[EXERCISE DATA Boundary: Start]

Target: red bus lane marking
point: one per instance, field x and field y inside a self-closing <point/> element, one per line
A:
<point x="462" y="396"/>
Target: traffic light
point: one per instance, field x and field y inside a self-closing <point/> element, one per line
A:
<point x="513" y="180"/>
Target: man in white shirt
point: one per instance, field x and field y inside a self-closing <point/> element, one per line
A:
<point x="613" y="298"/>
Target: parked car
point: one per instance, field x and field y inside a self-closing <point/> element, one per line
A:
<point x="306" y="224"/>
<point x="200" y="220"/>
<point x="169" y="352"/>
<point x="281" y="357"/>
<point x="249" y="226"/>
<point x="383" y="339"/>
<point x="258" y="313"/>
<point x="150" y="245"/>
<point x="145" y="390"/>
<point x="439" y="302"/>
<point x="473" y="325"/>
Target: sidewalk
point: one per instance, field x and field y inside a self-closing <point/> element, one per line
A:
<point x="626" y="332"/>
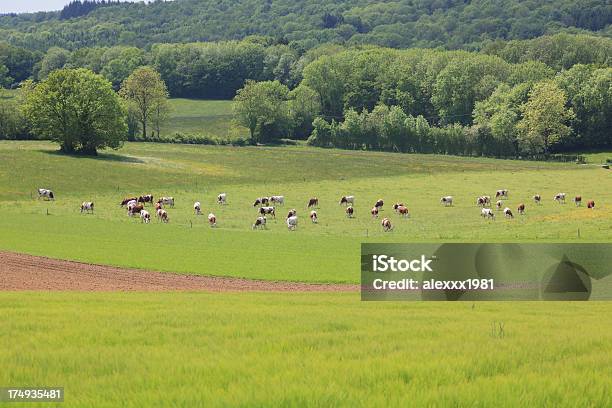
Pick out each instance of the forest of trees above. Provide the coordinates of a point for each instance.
(303, 24)
(337, 74)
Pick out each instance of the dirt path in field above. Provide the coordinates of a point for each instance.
(26, 272)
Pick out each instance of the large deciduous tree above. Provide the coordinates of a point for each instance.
(545, 119)
(262, 108)
(147, 97)
(77, 109)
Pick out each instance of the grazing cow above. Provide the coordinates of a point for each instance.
(292, 223)
(163, 216)
(167, 201)
(313, 217)
(560, 198)
(386, 223)
(403, 211)
(448, 200)
(148, 198)
(487, 213)
(261, 201)
(260, 223)
(87, 206)
(267, 210)
(135, 209)
(145, 216)
(347, 200)
(127, 201)
(46, 194)
(501, 194)
(280, 200)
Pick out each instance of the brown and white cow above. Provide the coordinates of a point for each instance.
(260, 223)
(346, 200)
(386, 224)
(268, 210)
(125, 201)
(501, 193)
(145, 216)
(87, 206)
(487, 213)
(167, 201)
(163, 216)
(46, 194)
(560, 198)
(147, 198)
(135, 209)
(313, 217)
(261, 201)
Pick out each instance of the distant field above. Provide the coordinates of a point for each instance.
(181, 349)
(202, 117)
(326, 252)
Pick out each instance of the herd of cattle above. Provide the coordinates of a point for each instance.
(268, 205)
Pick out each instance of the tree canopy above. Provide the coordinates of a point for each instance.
(77, 109)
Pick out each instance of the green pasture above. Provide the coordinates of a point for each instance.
(250, 349)
(325, 252)
(205, 117)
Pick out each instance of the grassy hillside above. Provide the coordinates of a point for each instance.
(191, 116)
(199, 349)
(326, 252)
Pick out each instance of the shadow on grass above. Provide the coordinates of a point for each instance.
(100, 156)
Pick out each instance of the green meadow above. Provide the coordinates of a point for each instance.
(323, 252)
(255, 350)
(292, 349)
(207, 117)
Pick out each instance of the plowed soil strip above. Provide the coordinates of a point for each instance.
(20, 272)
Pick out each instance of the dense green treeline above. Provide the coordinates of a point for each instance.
(217, 70)
(305, 23)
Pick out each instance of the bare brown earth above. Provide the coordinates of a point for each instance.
(20, 272)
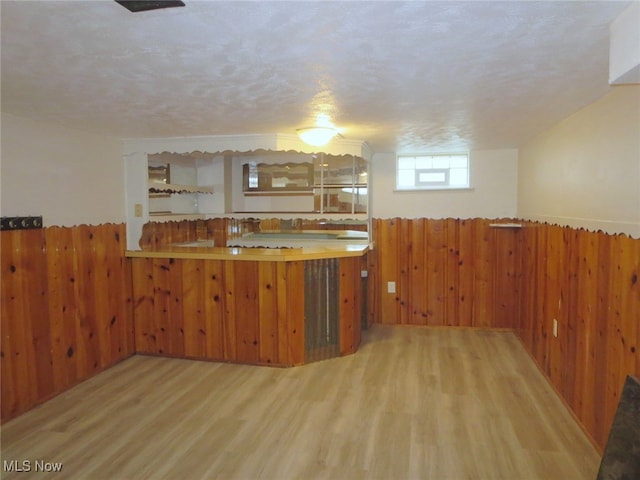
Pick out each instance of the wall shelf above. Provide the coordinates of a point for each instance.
(155, 187)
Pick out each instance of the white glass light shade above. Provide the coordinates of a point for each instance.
(316, 136)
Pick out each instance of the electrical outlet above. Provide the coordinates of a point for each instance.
(21, 223)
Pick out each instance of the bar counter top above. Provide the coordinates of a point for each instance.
(192, 250)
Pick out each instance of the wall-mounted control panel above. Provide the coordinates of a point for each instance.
(20, 223)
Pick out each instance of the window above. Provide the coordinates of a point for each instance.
(433, 171)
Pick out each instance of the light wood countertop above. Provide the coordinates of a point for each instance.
(253, 254)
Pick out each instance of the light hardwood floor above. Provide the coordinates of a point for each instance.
(414, 402)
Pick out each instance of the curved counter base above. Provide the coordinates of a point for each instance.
(255, 311)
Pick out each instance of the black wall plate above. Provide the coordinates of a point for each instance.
(20, 223)
(142, 6)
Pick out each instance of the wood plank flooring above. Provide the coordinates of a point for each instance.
(414, 402)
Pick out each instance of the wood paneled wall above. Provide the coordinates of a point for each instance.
(467, 273)
(447, 272)
(66, 309)
(589, 282)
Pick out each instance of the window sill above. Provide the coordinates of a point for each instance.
(436, 189)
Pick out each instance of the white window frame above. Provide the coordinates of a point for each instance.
(425, 177)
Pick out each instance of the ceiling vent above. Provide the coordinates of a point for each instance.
(136, 6)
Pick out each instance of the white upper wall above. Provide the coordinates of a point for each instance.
(68, 177)
(493, 193)
(585, 171)
(624, 47)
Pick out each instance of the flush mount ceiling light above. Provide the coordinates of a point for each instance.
(317, 136)
(141, 6)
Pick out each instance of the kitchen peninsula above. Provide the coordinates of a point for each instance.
(262, 306)
(198, 211)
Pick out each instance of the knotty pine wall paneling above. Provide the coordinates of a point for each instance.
(66, 309)
(447, 272)
(588, 282)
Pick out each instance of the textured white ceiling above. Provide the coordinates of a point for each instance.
(403, 76)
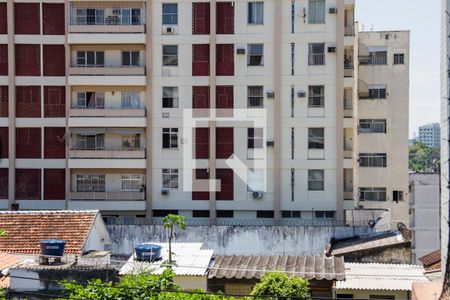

[EXERCISE DATA Boundary: End]

■ **PROMPT**: Pictures are to be left out; all else in the entries above is to be quoted exactly.

■ **OUTPUT FOR THIS TASK**:
Target: red bus lane marking
point: one per instance, field x and field y inside a self-closing <point/> element, one per line
A:
<point x="462" y="396"/>
Target: traffic light
point: one per instance, field x and field y inside a self-closing <point/> element, one per line
A:
<point x="513" y="180"/>
Target: man in white shirt
point: one per instance, field x and field y inside a self-closing <point/> element, one per line
A:
<point x="613" y="298"/>
Target: parked car
point: one per instance, field x and field y inside a self-closing <point/> element, one per line
A:
<point x="306" y="224"/>
<point x="200" y="220"/>
<point x="169" y="352"/>
<point x="281" y="357"/>
<point x="249" y="226"/>
<point x="383" y="339"/>
<point x="258" y="313"/>
<point x="150" y="245"/>
<point x="145" y="390"/>
<point x="439" y="302"/>
<point x="473" y="325"/>
Target: sidewalk
point: one per instance, field x and field y inside a self-closing <point/> element, one per line
A:
<point x="626" y="332"/>
Pick out each instance of the forest of trees above. Provide the coordinates of a point for each instance.
(303, 24)
(337, 74)
Pick out each instance of the dirt path in field above. Provide the coordinates of a point for each instance.
(26, 272)
Pick out each instance of the large deciduous tree above. Provide the coordinates of a point for each instance.
(545, 119)
(262, 108)
(147, 97)
(77, 109)
Pick out each instance of the grazing cow above. Provide the coordinates of a point for each instance.
(292, 223)
(163, 216)
(167, 201)
(313, 217)
(560, 198)
(386, 223)
(403, 211)
(448, 200)
(148, 198)
(487, 213)
(261, 201)
(260, 223)
(87, 206)
(267, 210)
(135, 209)
(145, 216)
(347, 200)
(127, 201)
(46, 194)
(501, 194)
(280, 200)
Pick out each instance of the brown and white cow above. Provide the coordinates of a point for each instance.
(260, 223)
(346, 200)
(386, 224)
(268, 210)
(125, 201)
(501, 193)
(145, 216)
(87, 206)
(487, 213)
(167, 201)
(163, 216)
(46, 194)
(560, 198)
(147, 198)
(135, 209)
(313, 217)
(261, 201)
Pick out each instance of the distant field above. Provide the coordinates of a point for each instance.
(181, 349)
(202, 117)
(326, 252)
Pick out each instance of the herd of cattle above. Provide the coordinates of a point for each instance.
(268, 205)
Pick out each instance of the tree canopy above. Provide the coordinates of a point for each instance.
(77, 109)
Pick out each instance of the green pasture above. Provide the coordinates of a point for each instance.
(250, 349)
(325, 252)
(205, 117)
Pick out each instance of the grassy hillside above. Provide the coordinates of a point for each instance.
(191, 116)
(199, 349)
(326, 252)
Pick out each instance of the shadow on grass above. Provide the coordinates of a point for each instance.
(100, 156)
Pick out each instance of the green meadow above. Provide the coordinates of a point for each instance.
(323, 252)
(255, 350)
(292, 349)
(207, 117)
Pick out each instance of the plowed soil strip above. Provide the coordinates of a point for each instance.
(20, 272)
Pick out each instance of the dense green treeline above. Provide the coordinates of a point for each instance.
(217, 70)
(305, 23)
Pick out each instance of the bare brown earth above. Provide the coordinates of a point for each instance.
(20, 272)
Pick out each instance of the wall shelf above. Provide the coordinates of a point for each instance.
(155, 187)
Pick out each instance of the white glass light shade above. Provide the coordinates of a point for each instance.
(316, 136)
Pick out each instance of the electrical outlet above. Provide the coordinates of a point for each instance.
(21, 223)
Pick out each instance of the bar counter top above. Provide the coordinates of a point for each instance.
(192, 250)
Pick out each instance of the wall-mounted control panel above. Provide the coordinates of a point for each instance.
(20, 223)
Pick out each instance of the window above. Provide the coordinates of a point for each instance.
(433, 171)
Pick out each instance of the light wood countertop above. Provide the coordinates of a point for each instance.
(253, 254)
Pick out each instance of the light hardwood floor above. Provide the coordinates of a point for each instance.
(414, 402)
Pick out each instance of the curved counter base above. Provide the coordinates of a point for each instance.
(255, 311)
Pick out each instance of the black wall plate above. Provide the coordinates of a point for each instance.
(20, 223)
(142, 6)
Pick out each instance of the wood plank flooring above. Provide the coordinates of a point for each instance.
(414, 402)
Pick out each instance of the wood paneled wall above. Provide the coordinates of a point for each instance.
(467, 273)
(447, 272)
(66, 309)
(589, 282)
Pick out each instance of the window sill above. Provide the coordinates of a point for each instance.
(436, 189)
Pick out each instance of the white window frame above. Provide the coordinates of a point for each instance.
(425, 177)
Pick out each instance of the ceiling vent above. Provide the coordinates of a point for each instance.
(136, 6)
Pick out each instance of the white upper wall above. Provide the coordinates of a point for each instance.
(68, 177)
(493, 193)
(585, 171)
(624, 47)
Pick out each instance of the flush mount ceiling light above. Provide the coordinates of a point for each instance.
(317, 136)
(141, 6)
Pick out each instance of the kitchen peninsula above. Provide the coordinates of a point for each instance.
(262, 306)
(198, 211)
Pick out each instance of the knotty pine wall paneling above. Provide the coordinates of a point for each instance.
(66, 309)
(447, 272)
(588, 282)
Pick out each instance of the textured white ceiling above. Provide the coordinates of a point for each instance.
(403, 76)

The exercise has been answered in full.